▶ **PASSAGE PROVIDED**:
# # # # # # #

See also The Rational Optimist by Ridley, The Improving State of the World by
Goklany, etc.

------
klenwell
I recently started reading Philip E. Tetlock's Expert Political Judgment[0]
and Ehrlich gets namechecked pretty early in it. For me, this article proved
timely.

Ehrlich gets credit in my book for making concrete falsifiable predictions and
acknowledging some are wrong. He follows a classic pattern identified by
Tetlock in claiming his major error was a matter of timing.

My questions:

1\. To what extent did his efforts help forestall the catastrophe he
predicted? Any at all? In the article, his efforts are cited as having a
significant impact on Indian family planning policies. Any way to measure the
impact on the population numbers?

2\. Was anybody citing Borlaug and the Green Revolution at the time he made
his prediction? Was the Green Revolution complete at that time or its impacts
a foregone conclusion? If not, how much more probable might his predictions
have been absent this revolution? (I guess question hints at another excuse-
making Tetlock pattern: the historical counter-factual or "I just got
unlucky!")

# # # # # # #

Stored data entries:
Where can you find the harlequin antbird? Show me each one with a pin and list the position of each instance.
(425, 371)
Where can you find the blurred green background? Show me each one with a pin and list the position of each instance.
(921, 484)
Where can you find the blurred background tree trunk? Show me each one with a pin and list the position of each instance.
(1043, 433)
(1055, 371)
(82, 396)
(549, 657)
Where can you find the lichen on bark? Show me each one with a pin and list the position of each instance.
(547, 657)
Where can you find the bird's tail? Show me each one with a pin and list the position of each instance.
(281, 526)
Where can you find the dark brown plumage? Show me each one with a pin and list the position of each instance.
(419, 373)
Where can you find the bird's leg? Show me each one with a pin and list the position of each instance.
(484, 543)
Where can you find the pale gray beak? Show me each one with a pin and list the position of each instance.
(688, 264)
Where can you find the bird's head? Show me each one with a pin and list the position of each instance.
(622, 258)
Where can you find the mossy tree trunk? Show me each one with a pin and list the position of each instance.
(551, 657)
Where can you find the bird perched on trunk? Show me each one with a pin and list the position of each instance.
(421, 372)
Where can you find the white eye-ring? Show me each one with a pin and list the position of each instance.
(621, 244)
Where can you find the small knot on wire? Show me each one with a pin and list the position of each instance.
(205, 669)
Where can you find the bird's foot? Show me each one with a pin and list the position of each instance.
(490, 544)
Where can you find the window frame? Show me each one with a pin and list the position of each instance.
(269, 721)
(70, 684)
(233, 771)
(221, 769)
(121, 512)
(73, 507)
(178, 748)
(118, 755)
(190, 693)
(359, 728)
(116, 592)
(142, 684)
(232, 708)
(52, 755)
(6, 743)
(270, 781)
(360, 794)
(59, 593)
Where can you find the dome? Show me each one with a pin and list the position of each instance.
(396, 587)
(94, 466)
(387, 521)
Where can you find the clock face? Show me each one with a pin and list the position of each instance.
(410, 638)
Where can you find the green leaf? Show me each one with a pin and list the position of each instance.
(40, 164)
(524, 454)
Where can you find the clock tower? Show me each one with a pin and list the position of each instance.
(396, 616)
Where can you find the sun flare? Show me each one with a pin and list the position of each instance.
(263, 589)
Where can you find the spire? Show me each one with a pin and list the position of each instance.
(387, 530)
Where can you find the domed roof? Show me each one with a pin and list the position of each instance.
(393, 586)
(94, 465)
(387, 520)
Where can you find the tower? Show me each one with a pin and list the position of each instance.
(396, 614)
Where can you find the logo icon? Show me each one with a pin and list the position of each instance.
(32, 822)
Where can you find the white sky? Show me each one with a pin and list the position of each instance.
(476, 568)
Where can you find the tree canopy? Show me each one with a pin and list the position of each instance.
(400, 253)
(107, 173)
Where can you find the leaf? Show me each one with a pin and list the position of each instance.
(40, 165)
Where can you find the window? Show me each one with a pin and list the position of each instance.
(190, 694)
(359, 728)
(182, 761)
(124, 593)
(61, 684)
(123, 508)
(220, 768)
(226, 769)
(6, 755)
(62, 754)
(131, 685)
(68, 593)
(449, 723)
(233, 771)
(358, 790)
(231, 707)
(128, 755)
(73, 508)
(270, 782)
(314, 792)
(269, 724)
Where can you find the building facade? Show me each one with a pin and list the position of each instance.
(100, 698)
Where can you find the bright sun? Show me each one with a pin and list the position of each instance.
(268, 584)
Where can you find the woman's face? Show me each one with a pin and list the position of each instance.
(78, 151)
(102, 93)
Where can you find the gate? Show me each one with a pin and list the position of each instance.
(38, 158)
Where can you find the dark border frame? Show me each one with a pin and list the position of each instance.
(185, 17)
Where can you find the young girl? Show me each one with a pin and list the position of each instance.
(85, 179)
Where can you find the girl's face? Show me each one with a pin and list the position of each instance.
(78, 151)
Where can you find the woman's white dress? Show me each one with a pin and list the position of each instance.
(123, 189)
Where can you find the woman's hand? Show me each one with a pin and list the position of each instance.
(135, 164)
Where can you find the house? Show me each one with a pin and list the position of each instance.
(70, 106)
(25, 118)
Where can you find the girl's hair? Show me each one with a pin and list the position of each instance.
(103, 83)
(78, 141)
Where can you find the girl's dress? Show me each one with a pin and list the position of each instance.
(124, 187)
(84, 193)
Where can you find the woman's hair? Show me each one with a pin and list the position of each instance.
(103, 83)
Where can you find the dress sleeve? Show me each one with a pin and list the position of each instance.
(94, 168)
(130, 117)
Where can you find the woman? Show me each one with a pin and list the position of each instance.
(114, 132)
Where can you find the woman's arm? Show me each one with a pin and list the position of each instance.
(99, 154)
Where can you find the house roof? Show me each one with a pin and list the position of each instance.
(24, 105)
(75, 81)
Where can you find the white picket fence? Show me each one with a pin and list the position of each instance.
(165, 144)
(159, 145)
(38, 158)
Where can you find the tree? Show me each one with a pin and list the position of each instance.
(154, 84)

# # # # # # #

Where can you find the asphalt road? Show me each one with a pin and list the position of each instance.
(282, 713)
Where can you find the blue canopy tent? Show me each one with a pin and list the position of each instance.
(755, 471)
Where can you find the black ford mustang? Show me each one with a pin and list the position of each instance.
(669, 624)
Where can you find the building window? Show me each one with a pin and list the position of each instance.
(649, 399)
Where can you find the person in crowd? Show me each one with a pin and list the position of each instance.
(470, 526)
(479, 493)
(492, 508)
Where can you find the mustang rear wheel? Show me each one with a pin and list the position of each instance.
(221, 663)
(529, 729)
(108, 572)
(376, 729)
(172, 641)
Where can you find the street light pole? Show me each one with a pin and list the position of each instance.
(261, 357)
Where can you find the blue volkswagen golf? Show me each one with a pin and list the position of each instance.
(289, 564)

# # # # # # #

▶ **WHAT TO WORK ON**:
Please give what follows in the forum thread about Ehrlich's population predictions, continuing from its last sentence.

▶ **RESPONSE**:
[0] [http://www.amazon.com/Expert-Political-Judgment-Good-
Know/dp...](http://www.amazon.com/Expert-Political-Judgment-Good-
Know/dp/0691128715)

------
eli_gottlieb
Basically, it turns out that your population explodes when you're very poor,
but then stabilizes and even shrinks as your society gets richer and richer.
We have a population paradox: the highest-impact lifestyles are lived in
countries with falling populations, while the major population growth takes
place where the resources don't exist to disincentivize it.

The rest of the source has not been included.